Images should be left out, and everything else in the listing reproduced exactly.
========================================
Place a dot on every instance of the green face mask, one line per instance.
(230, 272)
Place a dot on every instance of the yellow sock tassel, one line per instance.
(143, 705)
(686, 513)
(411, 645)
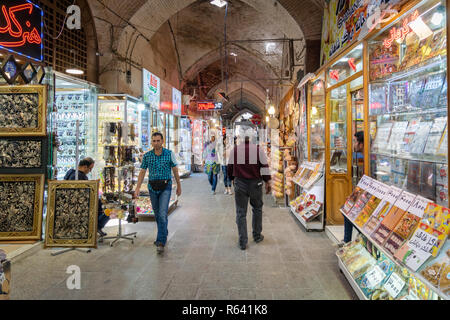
========================================
*WRITTEN SOLUTION*
Place a dot on every instance of the green face mask, one line per instance.
(230, 272)
Place a dot on every instance of the yellow sock tassel, one line per instance.
(143, 705)
(686, 513)
(411, 645)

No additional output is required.